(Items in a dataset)
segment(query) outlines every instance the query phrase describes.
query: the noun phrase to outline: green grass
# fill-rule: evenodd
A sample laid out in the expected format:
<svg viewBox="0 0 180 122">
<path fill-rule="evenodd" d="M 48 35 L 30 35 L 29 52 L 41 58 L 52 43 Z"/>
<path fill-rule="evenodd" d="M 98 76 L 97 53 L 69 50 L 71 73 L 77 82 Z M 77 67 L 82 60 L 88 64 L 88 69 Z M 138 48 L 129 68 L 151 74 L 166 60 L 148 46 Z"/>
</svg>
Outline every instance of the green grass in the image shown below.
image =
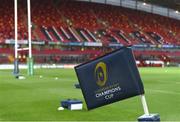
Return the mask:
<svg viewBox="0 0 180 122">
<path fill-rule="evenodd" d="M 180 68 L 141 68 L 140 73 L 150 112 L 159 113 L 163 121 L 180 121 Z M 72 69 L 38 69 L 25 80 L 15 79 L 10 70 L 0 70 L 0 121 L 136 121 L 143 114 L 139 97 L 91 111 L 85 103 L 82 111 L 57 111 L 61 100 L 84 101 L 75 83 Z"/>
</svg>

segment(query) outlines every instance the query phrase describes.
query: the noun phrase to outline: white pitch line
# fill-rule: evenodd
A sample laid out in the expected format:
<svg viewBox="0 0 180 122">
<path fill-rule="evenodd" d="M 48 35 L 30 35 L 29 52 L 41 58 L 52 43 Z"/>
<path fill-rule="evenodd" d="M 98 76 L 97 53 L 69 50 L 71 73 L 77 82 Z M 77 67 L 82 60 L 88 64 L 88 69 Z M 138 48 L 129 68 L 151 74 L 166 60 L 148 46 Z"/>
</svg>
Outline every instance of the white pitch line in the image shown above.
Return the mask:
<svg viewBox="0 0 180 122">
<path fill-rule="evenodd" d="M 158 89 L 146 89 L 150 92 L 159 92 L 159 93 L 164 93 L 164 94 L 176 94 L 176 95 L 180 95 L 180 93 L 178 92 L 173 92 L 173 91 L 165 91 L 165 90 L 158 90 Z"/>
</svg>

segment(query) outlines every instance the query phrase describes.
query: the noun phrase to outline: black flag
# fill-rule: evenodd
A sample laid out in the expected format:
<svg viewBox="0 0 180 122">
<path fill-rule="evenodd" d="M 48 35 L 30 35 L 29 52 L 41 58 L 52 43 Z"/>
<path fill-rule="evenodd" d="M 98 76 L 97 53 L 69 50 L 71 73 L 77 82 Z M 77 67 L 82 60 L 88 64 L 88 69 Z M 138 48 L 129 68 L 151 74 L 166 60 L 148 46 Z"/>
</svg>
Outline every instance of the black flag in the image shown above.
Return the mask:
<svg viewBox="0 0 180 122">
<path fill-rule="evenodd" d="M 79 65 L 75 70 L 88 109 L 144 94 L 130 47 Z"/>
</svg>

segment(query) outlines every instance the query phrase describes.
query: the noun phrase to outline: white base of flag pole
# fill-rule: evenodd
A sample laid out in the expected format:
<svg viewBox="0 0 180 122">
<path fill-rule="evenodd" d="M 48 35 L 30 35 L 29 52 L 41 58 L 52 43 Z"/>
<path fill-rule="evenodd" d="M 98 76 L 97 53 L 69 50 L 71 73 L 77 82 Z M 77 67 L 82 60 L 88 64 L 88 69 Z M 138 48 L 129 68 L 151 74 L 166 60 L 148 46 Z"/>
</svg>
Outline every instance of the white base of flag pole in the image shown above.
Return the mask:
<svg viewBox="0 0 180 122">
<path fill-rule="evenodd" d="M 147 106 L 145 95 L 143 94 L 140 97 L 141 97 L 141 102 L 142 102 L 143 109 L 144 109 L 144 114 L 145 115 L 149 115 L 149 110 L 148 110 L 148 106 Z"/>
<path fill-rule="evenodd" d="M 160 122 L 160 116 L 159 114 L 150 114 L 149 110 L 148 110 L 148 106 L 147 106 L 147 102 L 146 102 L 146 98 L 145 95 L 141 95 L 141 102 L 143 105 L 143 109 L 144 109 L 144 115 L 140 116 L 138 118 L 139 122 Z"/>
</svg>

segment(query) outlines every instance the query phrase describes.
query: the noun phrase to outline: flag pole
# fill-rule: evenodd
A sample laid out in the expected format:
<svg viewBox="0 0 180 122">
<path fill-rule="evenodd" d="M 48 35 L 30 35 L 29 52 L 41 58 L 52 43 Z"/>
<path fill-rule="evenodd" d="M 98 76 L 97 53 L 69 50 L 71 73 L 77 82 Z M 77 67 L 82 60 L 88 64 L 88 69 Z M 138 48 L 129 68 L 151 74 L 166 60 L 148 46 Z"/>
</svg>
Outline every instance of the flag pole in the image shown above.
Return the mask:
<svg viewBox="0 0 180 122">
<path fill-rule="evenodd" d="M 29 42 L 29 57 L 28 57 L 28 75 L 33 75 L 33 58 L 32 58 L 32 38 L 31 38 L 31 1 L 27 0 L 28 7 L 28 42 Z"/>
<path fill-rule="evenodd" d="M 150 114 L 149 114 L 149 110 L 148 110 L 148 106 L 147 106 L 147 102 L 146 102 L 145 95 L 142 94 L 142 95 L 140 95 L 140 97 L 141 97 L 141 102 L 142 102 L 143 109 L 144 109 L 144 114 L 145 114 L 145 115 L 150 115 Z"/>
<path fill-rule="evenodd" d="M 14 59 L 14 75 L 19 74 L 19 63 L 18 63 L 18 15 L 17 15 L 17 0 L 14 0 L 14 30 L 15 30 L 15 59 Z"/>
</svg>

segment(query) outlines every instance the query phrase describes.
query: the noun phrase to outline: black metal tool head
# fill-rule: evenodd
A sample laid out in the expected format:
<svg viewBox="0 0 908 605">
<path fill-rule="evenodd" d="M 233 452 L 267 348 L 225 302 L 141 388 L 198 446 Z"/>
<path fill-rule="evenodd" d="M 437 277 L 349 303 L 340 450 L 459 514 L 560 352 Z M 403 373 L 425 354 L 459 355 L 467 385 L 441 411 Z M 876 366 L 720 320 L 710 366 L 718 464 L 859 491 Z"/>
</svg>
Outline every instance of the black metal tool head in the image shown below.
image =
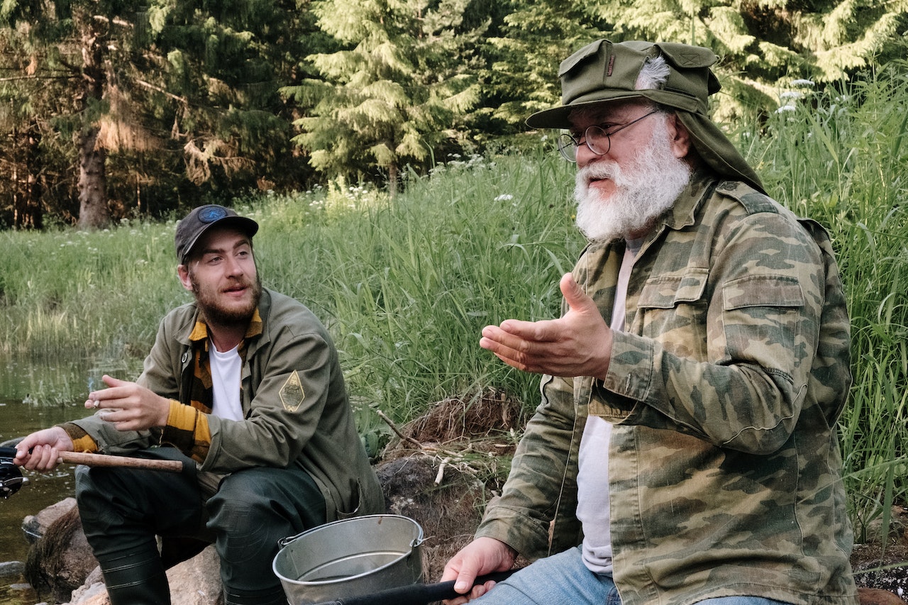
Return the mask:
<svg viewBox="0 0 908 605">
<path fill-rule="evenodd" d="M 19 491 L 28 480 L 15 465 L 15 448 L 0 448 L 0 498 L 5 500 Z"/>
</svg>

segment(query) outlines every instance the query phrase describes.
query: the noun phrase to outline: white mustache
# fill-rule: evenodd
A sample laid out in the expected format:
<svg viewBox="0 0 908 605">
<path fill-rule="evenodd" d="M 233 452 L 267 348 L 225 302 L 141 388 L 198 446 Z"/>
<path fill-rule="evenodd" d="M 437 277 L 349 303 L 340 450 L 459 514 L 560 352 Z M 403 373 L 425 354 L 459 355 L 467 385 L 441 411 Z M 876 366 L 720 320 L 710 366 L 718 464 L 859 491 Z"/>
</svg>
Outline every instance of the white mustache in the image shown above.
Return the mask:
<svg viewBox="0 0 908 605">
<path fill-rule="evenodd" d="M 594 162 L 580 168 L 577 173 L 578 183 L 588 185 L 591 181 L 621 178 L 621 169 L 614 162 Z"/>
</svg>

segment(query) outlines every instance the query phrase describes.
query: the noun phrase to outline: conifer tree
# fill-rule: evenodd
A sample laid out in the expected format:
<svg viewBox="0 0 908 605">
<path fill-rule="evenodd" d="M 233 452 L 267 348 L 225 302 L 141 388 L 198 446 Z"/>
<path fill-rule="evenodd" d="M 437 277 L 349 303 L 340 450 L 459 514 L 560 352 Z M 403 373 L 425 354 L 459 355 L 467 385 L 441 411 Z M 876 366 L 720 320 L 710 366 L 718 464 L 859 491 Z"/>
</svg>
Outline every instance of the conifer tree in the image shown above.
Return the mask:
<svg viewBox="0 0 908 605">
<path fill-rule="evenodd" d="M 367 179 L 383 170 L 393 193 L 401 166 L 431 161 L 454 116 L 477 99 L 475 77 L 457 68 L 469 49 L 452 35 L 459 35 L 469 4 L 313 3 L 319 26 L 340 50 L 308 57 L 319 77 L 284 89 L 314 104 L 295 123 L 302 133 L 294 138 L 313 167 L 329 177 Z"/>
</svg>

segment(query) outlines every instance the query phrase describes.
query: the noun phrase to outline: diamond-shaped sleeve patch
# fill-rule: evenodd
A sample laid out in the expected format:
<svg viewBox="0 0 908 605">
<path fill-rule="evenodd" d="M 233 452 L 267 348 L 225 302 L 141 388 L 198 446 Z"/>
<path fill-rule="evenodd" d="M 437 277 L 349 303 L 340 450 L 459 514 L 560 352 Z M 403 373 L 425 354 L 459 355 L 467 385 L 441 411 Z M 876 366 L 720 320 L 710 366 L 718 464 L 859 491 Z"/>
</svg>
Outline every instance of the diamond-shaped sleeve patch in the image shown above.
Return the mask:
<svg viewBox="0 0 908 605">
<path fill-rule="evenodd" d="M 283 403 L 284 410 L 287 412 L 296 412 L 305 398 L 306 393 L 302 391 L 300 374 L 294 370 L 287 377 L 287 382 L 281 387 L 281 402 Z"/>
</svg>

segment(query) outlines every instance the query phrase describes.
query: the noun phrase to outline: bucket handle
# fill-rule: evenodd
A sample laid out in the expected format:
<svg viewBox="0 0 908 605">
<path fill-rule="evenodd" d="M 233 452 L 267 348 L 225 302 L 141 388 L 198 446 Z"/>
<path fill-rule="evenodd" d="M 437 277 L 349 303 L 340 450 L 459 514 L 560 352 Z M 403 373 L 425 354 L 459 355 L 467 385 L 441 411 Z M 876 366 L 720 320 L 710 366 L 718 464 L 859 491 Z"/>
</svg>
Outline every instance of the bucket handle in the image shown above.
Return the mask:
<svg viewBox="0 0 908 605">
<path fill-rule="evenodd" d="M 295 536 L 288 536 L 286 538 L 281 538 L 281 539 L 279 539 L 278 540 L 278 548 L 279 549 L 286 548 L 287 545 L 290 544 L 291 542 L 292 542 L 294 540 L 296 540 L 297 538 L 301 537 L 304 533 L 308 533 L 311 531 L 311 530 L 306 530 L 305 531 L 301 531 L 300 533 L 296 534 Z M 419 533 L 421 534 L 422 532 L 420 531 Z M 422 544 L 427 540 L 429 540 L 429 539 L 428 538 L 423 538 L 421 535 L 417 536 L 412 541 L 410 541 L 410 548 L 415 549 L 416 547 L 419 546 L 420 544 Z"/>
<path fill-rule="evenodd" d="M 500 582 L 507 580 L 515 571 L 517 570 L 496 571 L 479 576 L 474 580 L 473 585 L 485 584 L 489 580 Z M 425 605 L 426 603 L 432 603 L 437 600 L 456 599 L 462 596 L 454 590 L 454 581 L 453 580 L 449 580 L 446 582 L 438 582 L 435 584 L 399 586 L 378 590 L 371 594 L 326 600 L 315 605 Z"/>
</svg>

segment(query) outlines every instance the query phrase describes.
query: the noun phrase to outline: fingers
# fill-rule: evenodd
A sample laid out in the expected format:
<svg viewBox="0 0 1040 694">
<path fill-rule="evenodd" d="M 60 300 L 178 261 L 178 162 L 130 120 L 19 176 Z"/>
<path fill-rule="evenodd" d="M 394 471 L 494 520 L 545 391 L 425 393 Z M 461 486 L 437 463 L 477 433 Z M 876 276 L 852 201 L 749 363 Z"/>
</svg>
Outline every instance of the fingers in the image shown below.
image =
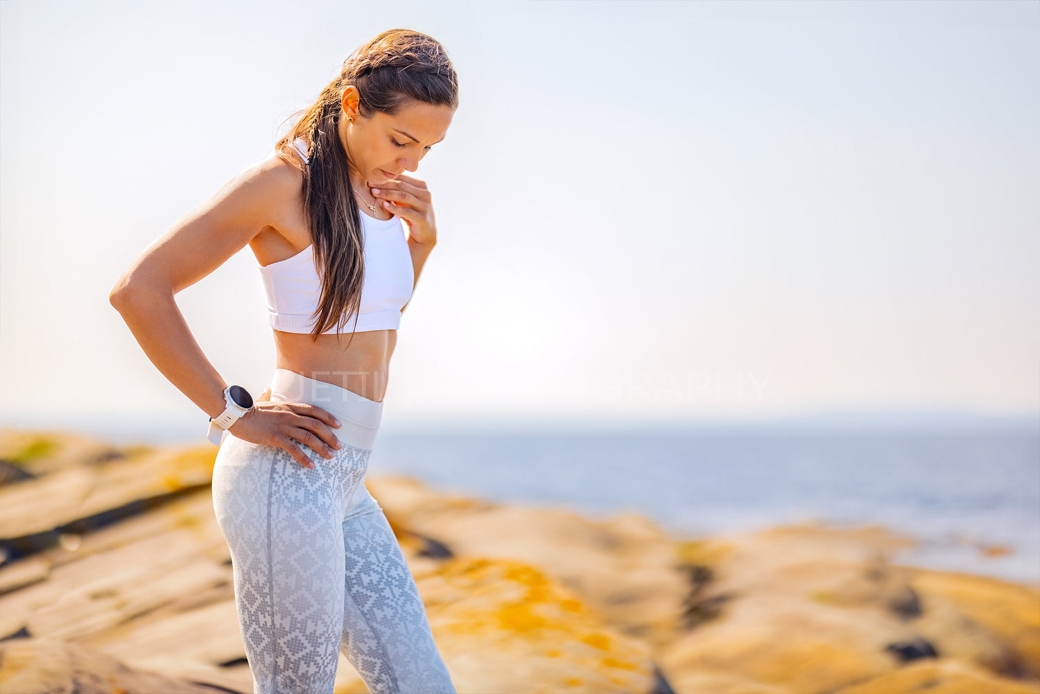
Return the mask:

### Aim
Return every line of the items above that contains the string "conifer", copied unchanged. Matching is case-sensitive.

### Result
query: the noun phrase to outline: conifer tree
Outline every instance of the conifer tree in the image shown above.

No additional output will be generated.